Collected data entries

= = =

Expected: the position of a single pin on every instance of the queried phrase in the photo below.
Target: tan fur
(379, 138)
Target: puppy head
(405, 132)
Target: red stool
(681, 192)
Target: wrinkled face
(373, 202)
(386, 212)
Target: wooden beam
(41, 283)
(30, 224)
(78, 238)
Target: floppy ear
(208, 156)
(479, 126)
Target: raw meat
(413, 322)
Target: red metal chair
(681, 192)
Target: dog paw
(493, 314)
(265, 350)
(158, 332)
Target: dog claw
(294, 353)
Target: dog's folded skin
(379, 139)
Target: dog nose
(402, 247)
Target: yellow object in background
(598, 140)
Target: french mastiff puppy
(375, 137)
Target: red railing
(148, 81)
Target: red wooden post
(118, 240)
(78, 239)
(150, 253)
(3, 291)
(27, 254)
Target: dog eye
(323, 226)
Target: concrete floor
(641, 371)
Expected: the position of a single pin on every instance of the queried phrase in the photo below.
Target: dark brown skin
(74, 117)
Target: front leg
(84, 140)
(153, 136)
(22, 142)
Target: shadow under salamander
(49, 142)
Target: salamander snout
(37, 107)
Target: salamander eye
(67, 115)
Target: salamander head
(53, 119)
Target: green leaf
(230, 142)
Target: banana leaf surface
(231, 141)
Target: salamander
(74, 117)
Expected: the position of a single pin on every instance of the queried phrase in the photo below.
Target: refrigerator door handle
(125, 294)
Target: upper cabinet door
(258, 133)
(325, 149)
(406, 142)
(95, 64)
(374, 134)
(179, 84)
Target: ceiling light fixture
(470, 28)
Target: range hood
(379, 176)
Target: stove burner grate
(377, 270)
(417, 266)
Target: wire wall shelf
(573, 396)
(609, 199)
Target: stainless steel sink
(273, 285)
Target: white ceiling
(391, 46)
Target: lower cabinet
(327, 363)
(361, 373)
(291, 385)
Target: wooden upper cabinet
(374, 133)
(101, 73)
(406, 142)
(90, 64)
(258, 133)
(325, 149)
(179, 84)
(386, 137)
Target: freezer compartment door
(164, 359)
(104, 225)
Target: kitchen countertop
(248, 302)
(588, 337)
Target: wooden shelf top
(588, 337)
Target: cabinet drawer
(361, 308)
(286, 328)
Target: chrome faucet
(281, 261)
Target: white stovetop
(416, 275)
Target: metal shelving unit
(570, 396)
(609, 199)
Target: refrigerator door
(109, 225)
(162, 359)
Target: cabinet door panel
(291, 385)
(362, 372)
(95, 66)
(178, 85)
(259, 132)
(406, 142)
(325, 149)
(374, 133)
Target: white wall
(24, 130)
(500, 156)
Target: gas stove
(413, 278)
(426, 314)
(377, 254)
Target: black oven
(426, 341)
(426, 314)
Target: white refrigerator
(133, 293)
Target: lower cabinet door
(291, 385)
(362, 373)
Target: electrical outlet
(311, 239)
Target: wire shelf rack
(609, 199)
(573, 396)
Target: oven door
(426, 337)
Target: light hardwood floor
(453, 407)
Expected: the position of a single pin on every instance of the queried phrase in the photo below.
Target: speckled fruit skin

= = =

● TASK INSTRUCTIONS: Update the lines above by replacing every "salamander" with "newt". Leave everything else as it is.

● WRITTEN RESPONSE:
Expected: the position of a single pin on every instance of the queried phrase in the photo below.
Target: tan fur
(379, 138)
Target: puppy head
(405, 132)
Target: red stool
(681, 192)
Target: wrinkled face
(373, 202)
(386, 212)
Target: wooden beam
(41, 283)
(30, 224)
(78, 238)
Target: floppy ear
(208, 156)
(479, 126)
Target: raw meat
(413, 322)
Target: red metal chair
(681, 192)
Target: dog paw
(493, 314)
(265, 350)
(158, 332)
Target: dog claw
(294, 353)
Target: dog's folded skin
(379, 139)
Target: dog nose
(402, 247)
Target: yellow object in background
(598, 140)
Target: french mastiff puppy
(375, 137)
Target: red railing
(148, 81)
Target: red wooden post
(118, 240)
(78, 239)
(150, 253)
(3, 291)
(27, 254)
Target: dog eye
(323, 226)
Target: concrete floor
(641, 371)
Expected: the position of a single pin on every instance of the queried phrase in the photo below.
Target: dark brown skin
(74, 117)
Target: front leg
(84, 140)
(153, 136)
(22, 142)
Target: shadow under newt
(49, 142)
Target: newt snout
(37, 107)
Target: newt eye
(67, 115)
Target: newt head
(53, 119)
Target: green leaf
(230, 142)
Target: banana leaf surface
(231, 141)
Target: newt
(74, 117)
Expected: the position of a single pin on every instance of the queried phrase in the photo below.
Target: refrigerator door handle
(125, 294)
Target: upper cabinet door
(258, 133)
(325, 149)
(406, 142)
(95, 64)
(374, 134)
(179, 84)
Target: ceiling light fixture
(470, 28)
Target: range hood
(379, 176)
Target: stove burner grate
(377, 270)
(417, 266)
Target: wire wall shelf
(573, 396)
(609, 199)
Target: stainless steel sink
(273, 285)
Target: white ceiling
(391, 46)
Target: lower cabinet
(327, 363)
(361, 373)
(291, 385)
Target: wooden upper cabinet
(374, 133)
(101, 73)
(406, 142)
(90, 64)
(258, 133)
(325, 149)
(179, 84)
(386, 137)
Target: freezer compartment door
(164, 359)
(104, 225)
Target: kitchen countertop
(248, 302)
(588, 337)
Target: wooden shelf top
(588, 337)
Target: cabinet drawer
(361, 308)
(286, 328)
Target: chrome faucet
(281, 261)
Target: white stovetop
(416, 275)
Target: metal shelving unit
(570, 396)
(609, 199)
Target: refrigerator door
(109, 225)
(162, 359)
Target: cabinet door panel
(291, 385)
(362, 372)
(95, 66)
(178, 85)
(259, 132)
(406, 142)
(325, 149)
(374, 133)
Target: white wall
(24, 130)
(500, 156)
Target: gas stove
(413, 278)
(426, 314)
(377, 254)
Target: black oven
(426, 341)
(426, 314)
Target: white refrigerator
(133, 293)
Target: lower cabinet door
(291, 385)
(362, 373)
Target: electrical outlet
(311, 239)
Target: wire shelf rack
(609, 199)
(573, 396)
Target: oven door
(426, 337)
Target: light hardwood floor
(453, 407)
Expected: the position of a single pin on every instance of the queried phrase in the photo below.
Target: speckled fruit skin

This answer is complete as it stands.